**TASK INSTRUCTIONS:** Reproduce exactly the final portion of the data: every line from the one containing "<item>street lamp</item> ->" through the last line, inclusive.

Rows from a segmentation dataset:
---

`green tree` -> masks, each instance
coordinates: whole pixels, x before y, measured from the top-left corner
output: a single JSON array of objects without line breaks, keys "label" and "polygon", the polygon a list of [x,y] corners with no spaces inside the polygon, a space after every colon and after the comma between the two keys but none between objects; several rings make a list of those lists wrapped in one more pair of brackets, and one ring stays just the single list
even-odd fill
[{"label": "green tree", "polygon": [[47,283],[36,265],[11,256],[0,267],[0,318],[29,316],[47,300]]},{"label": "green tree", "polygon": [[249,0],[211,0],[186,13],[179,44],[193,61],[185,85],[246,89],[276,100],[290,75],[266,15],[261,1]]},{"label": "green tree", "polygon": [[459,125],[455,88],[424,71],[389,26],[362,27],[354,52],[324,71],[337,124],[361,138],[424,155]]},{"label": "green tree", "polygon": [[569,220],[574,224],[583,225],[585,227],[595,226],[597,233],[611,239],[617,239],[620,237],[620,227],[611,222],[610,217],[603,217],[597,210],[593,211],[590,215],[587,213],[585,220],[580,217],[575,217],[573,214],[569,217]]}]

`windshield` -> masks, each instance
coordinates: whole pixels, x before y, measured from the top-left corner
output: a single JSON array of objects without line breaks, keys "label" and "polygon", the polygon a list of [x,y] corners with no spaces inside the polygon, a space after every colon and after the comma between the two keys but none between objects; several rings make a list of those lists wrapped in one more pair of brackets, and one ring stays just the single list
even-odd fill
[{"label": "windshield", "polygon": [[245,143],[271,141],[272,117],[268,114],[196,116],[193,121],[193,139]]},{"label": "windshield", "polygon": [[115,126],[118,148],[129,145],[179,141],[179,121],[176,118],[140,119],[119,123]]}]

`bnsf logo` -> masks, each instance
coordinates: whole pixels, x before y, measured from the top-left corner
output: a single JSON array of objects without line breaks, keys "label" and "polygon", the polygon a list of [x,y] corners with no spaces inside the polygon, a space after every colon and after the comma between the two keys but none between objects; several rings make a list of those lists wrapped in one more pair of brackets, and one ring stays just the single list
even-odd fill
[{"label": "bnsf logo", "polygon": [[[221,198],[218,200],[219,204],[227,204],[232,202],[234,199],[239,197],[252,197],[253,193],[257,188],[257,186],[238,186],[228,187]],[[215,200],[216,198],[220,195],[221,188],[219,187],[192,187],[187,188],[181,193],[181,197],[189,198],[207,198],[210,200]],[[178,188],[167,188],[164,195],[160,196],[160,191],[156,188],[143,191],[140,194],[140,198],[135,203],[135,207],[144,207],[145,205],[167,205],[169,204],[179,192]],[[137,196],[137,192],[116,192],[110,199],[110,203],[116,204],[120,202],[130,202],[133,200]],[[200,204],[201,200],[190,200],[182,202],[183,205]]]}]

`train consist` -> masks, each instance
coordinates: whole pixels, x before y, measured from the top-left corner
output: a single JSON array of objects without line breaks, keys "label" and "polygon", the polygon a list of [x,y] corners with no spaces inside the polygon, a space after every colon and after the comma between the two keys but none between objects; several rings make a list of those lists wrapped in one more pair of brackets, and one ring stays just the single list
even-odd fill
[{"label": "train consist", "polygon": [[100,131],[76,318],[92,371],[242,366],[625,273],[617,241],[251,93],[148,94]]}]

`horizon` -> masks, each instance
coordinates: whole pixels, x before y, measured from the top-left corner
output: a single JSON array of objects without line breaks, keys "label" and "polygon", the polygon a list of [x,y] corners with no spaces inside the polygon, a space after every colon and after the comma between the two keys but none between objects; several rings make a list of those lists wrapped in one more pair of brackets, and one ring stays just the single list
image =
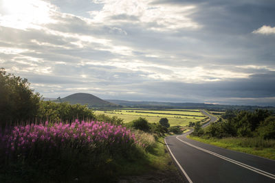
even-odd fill
[{"label": "horizon", "polygon": [[49,98],[274,106],[274,8],[270,0],[3,0],[0,67]]},{"label": "horizon", "polygon": [[46,97],[45,96],[43,96],[42,98],[46,99],[56,99],[59,97],[61,99],[63,99],[65,97],[67,97],[68,96],[72,95],[74,94],[78,94],[78,93],[82,93],[82,94],[89,94],[92,95],[96,97],[100,98],[100,99],[108,101],[108,100],[118,100],[118,101],[133,101],[133,102],[157,102],[157,103],[204,103],[204,104],[212,104],[212,105],[225,105],[225,106],[259,106],[259,107],[275,107],[275,106],[265,106],[265,105],[243,105],[243,104],[234,104],[234,103],[208,103],[208,102],[186,102],[186,101],[138,101],[138,100],[124,100],[124,99],[103,99],[101,97],[99,97],[98,96],[96,96],[94,94],[91,93],[72,93],[69,95],[66,95],[64,97],[58,96],[57,97]]}]

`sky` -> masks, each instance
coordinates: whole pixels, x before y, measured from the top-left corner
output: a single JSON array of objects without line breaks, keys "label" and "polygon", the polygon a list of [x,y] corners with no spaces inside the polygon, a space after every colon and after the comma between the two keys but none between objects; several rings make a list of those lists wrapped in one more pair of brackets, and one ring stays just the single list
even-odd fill
[{"label": "sky", "polygon": [[275,106],[274,0],[1,0],[0,67],[45,97]]}]

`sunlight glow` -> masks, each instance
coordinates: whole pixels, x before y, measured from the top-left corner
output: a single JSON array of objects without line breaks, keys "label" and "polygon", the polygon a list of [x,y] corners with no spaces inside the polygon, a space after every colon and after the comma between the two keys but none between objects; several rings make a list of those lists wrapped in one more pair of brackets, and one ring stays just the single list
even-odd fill
[{"label": "sunlight glow", "polygon": [[55,8],[41,0],[3,0],[0,3],[0,25],[19,29],[41,29],[55,22],[51,19]]}]

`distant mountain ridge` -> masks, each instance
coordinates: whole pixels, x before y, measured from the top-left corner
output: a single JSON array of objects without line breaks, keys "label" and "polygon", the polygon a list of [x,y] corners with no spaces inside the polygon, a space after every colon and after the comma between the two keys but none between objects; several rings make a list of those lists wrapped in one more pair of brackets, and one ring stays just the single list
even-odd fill
[{"label": "distant mountain ridge", "polygon": [[105,99],[105,101],[129,108],[186,108],[186,109],[208,109],[208,110],[254,110],[256,108],[272,109],[272,106],[261,107],[257,106],[232,106],[220,105],[204,103],[174,103],[159,101],[133,101],[116,99]]},{"label": "distant mountain ridge", "polygon": [[116,108],[120,106],[119,105],[104,101],[94,95],[84,93],[74,93],[60,99],[57,99],[55,101],[69,102],[71,104],[87,104],[89,108]]}]

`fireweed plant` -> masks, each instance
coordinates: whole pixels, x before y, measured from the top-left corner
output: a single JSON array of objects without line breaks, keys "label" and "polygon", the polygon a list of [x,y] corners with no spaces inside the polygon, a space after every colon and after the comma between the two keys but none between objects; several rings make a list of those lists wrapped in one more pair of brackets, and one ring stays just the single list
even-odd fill
[{"label": "fireweed plant", "polygon": [[1,166],[5,166],[1,169],[5,172],[0,175],[15,173],[29,182],[36,176],[51,181],[66,177],[70,181],[72,176],[78,179],[87,171],[89,181],[102,180],[105,175],[116,174],[116,159],[137,160],[145,146],[121,125],[78,120],[71,124],[46,121],[17,125],[1,134]]}]

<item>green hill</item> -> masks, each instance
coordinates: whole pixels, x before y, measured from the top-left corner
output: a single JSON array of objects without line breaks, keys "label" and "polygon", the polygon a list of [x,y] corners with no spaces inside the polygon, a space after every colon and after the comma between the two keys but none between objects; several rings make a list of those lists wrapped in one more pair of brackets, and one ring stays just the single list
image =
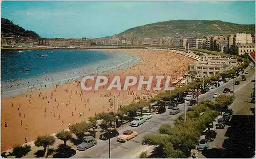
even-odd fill
[{"label": "green hill", "polygon": [[131,28],[117,36],[138,38],[228,35],[239,32],[254,34],[255,25],[240,25],[220,20],[169,20]]},{"label": "green hill", "polygon": [[31,30],[26,30],[22,27],[14,24],[12,21],[8,19],[1,18],[1,31],[3,33],[12,33],[14,35],[29,37],[31,38],[38,38],[40,36]]}]

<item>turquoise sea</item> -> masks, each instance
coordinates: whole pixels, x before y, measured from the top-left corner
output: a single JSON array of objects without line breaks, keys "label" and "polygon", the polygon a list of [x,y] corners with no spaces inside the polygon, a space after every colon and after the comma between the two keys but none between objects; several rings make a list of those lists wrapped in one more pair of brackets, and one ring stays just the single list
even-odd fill
[{"label": "turquoise sea", "polygon": [[139,58],[120,52],[91,50],[3,51],[2,97],[80,80],[84,75],[116,71]]}]

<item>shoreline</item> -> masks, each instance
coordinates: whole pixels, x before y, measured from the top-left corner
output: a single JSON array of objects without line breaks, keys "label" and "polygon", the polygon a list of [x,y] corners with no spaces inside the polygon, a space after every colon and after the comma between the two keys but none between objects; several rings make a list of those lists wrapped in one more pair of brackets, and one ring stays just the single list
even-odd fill
[{"label": "shoreline", "polygon": [[[108,53],[105,51],[102,51],[102,50],[100,50],[100,51],[104,52],[104,53],[110,54],[109,53]],[[118,71],[119,69],[122,68],[128,67],[130,65],[135,63],[138,62],[138,61],[140,60],[140,58],[139,57],[127,55],[122,52],[116,52],[112,53],[110,55],[112,56],[110,59],[110,61],[112,61],[110,63],[108,62],[110,59],[106,59],[97,61],[92,64],[81,66],[74,69],[63,70],[59,72],[56,72],[51,74],[45,74],[27,79],[2,82],[1,90],[2,98],[10,97],[13,95],[18,95],[31,90],[34,91],[35,90],[37,90],[37,89],[41,89],[46,88],[52,87],[54,86],[54,85],[56,84],[63,85],[66,82],[70,83],[74,81],[81,80],[81,76],[82,75],[84,76],[91,74],[98,74],[105,72],[110,72],[111,73],[111,72]],[[120,58],[117,59],[119,56],[121,56],[121,58],[125,59],[125,61],[121,61],[123,62],[119,63],[118,65],[115,65],[114,60],[118,60],[120,59]],[[130,58],[126,61],[127,58],[129,57]],[[109,64],[109,67],[106,68],[105,66],[101,66],[102,68],[100,70],[93,69],[99,67],[99,65],[101,65],[101,64],[103,64],[103,63],[104,63],[104,65],[105,65]],[[111,70],[116,67],[117,68],[115,70],[111,71]],[[116,70],[117,69],[117,70]],[[89,71],[84,72],[84,70],[88,70]],[[73,75],[72,73],[73,73]],[[48,78],[48,81],[44,81],[46,77]],[[52,78],[52,80],[51,80],[50,78]],[[29,82],[29,84],[28,84],[28,82]],[[17,86],[17,83],[19,84]],[[23,85],[22,85],[22,84]],[[9,89],[6,88],[7,85],[16,85],[17,87],[14,87]],[[20,88],[20,85],[24,86],[24,87]]]},{"label": "shoreline", "polygon": [[[108,74],[109,76],[166,75],[173,79],[182,75],[187,69],[187,64],[195,61],[178,53],[164,51],[117,49],[112,52],[121,51],[141,58],[128,68]],[[119,106],[121,107],[140,99],[148,99],[159,92],[136,89],[133,87],[127,91],[103,91],[100,89],[96,92],[83,92],[79,83],[72,82],[54,88],[27,93],[14,98],[3,99],[2,121],[2,123],[8,122],[8,126],[5,127],[2,124],[2,149],[4,151],[14,144],[22,144],[25,138],[29,142],[34,140],[38,135],[51,134],[67,128],[69,123],[87,121],[89,117],[97,113],[115,111],[116,108],[112,106],[111,103],[116,96],[119,97]],[[79,113],[82,114],[81,118]],[[62,122],[64,124],[61,124]],[[27,125],[28,130],[25,129]]]}]

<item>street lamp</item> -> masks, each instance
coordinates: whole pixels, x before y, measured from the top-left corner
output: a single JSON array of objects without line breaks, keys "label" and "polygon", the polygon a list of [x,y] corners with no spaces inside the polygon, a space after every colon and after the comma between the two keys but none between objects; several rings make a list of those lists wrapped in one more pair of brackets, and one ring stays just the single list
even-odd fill
[{"label": "street lamp", "polygon": [[109,137],[109,158],[110,158],[110,131],[109,130],[105,129],[101,126],[100,126],[100,127],[104,130],[106,131],[108,133],[108,136]]}]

---

**RESPONSE TO THE TASK:**
<item>street lamp</item> -> masks, each instance
coordinates: whole pixels, x before y, measured from the top-left corner
output: a single JSON array of objects without line breaks, keys "label" and "polygon", the polygon a list of [x,y] corners with no spaces inside the polygon, a space after every colon and after the comma between the two keys but none between objects; several rings make a list of those lists wrapped in one more pair of brackets, and one ring stays just the single list
even-odd fill
[{"label": "street lamp", "polygon": [[109,137],[109,158],[110,158],[110,131],[109,130],[105,129],[101,126],[100,126],[100,127],[104,130],[106,131],[108,133],[108,136]]}]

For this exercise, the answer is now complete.